### How to complete this task
Go through the entries and copy every line that has the string "yellow" in it.

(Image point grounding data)
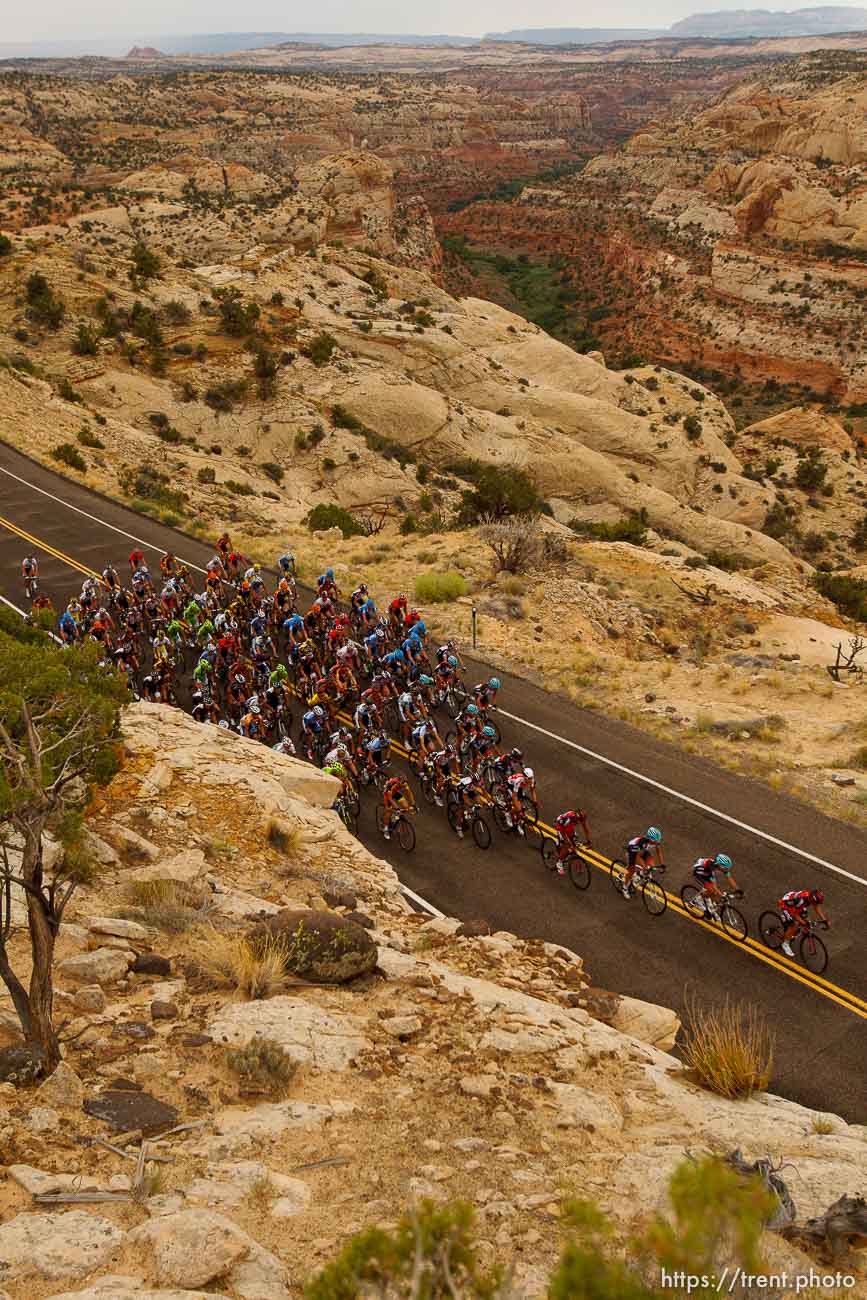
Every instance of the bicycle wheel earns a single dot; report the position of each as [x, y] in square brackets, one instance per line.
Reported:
[733, 922]
[654, 897]
[692, 900]
[406, 835]
[547, 848]
[814, 954]
[771, 930]
[579, 871]
[618, 874]
[502, 818]
[481, 832]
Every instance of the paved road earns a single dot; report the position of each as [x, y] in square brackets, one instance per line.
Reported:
[822, 1026]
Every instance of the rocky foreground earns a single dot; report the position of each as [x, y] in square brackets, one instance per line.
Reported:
[428, 1058]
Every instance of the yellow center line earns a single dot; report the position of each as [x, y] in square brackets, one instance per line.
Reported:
[50, 550]
[833, 992]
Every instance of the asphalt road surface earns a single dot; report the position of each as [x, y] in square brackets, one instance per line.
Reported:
[820, 1022]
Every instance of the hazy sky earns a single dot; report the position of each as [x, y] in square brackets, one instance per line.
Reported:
[57, 20]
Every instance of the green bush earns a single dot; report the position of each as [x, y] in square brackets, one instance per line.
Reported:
[714, 1229]
[44, 307]
[848, 593]
[87, 438]
[333, 516]
[320, 349]
[495, 492]
[86, 342]
[68, 454]
[439, 588]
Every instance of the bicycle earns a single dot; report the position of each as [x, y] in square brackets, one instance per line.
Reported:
[575, 865]
[702, 908]
[645, 878]
[813, 952]
[472, 815]
[402, 826]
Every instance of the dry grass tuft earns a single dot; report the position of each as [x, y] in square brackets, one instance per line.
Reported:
[263, 1066]
[167, 905]
[728, 1048]
[284, 836]
[228, 961]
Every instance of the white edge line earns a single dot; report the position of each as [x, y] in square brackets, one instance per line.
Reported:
[95, 518]
[686, 798]
[423, 902]
[581, 749]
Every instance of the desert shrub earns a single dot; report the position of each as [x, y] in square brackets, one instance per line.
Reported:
[728, 1048]
[263, 1064]
[68, 454]
[333, 516]
[631, 529]
[497, 492]
[229, 961]
[439, 588]
[848, 593]
[44, 307]
[516, 542]
[86, 342]
[320, 350]
[87, 438]
[146, 264]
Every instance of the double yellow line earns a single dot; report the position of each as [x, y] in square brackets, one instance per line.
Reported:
[833, 992]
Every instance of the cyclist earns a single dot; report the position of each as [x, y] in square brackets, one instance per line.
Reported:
[521, 784]
[566, 827]
[397, 798]
[793, 909]
[705, 872]
[467, 793]
[642, 848]
[485, 693]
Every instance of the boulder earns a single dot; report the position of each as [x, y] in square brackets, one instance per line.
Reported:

### Answer below
Every instance of the yellow center line earns a single dot; report the position of each as [x, y] in square brackets, one instance per line.
Every instance of the double yellow line earns a single dot; report the position of each as [x, y] in square brackets, one instance per line.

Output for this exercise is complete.